| Task details |
The lines below that include the word "edges" are to be reported.

| Data excerpts |
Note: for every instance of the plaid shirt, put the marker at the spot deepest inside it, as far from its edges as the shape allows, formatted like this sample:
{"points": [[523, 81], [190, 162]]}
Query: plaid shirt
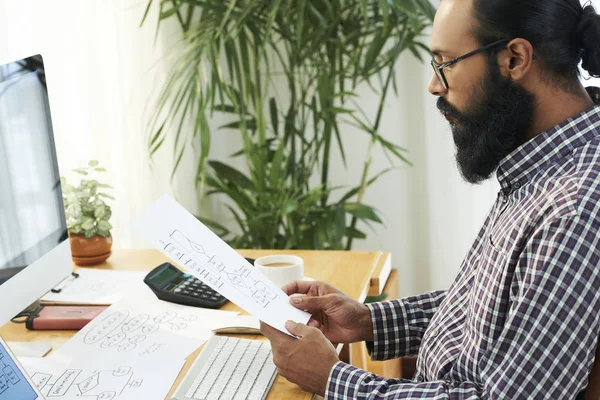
{"points": [[521, 320]]}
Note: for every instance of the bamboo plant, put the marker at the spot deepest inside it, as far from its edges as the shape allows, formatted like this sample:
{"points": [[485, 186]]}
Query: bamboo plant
{"points": [[287, 73]]}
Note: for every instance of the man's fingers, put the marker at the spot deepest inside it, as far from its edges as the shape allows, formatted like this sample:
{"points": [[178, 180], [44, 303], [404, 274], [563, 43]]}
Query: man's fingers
{"points": [[312, 304], [268, 331], [297, 287]]}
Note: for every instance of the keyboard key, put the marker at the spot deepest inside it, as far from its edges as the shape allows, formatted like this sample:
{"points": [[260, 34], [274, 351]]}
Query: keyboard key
{"points": [[228, 369]]}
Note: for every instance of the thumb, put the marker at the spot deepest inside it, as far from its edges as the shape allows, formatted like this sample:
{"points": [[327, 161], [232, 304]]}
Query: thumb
{"points": [[297, 329], [310, 303]]}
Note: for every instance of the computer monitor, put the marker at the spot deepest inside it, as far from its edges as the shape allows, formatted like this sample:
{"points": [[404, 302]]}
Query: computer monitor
{"points": [[34, 249]]}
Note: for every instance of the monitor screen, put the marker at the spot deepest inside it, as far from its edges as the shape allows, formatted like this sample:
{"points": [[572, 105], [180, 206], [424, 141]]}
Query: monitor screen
{"points": [[32, 220], [13, 383]]}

| Finished task |
Note: for every instance of the plaid shirt, put the marker at the spot deepest inside it, as far from its edges as the shape allows, formatted like this sample:
Note: for every instance of the bamboo plant, put the marker at the spot deepest inside it, as far from its edges as the shape allows, formatted like this sample:
Note: for every instance of the man's fingers, put the marker at the spot deepest inside it, as far from its edges as the shape allows, formatted like this sample:
Note: for every instance of the keyboard key, put the marker at the spot deepest inside it, as far from its edges as the shape allows, formatted like this sample:
Note: for every instance of the thumb, put the marker at the spot deepest inside it, as far from its edges as the shape allows, formatted like this sample:
Note: for every instance of the computer monitor, put the marker at the spot deepest inside it, as far from its edges as the shape allows, formatted like this sample:
Note: for every instance of the monitor screen, put the marker at the spot deepest inside it, as far from its edges as the shape allows, formatted like this sample:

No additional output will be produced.